Region pointing data:
■ ■ ■ ■

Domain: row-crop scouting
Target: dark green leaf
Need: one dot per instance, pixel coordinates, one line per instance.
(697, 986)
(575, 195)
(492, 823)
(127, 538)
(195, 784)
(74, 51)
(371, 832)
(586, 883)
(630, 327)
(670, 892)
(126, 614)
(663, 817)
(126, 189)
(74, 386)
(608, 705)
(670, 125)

■ ■ ■ ■

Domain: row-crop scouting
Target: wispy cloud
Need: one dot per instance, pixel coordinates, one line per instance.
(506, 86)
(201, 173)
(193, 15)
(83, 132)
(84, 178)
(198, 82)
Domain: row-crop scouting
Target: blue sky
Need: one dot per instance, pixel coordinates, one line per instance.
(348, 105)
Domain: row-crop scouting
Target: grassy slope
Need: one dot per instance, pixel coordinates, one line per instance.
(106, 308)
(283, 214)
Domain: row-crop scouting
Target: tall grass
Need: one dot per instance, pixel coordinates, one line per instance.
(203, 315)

■ ■ ■ ■

Problem statement - Where a line of the data contains "Target", copy that line.

Written answer -
Target: dark green leaf
Target: wispy cloud
Target: blue sky
Target: grassy slope
Target: tall grass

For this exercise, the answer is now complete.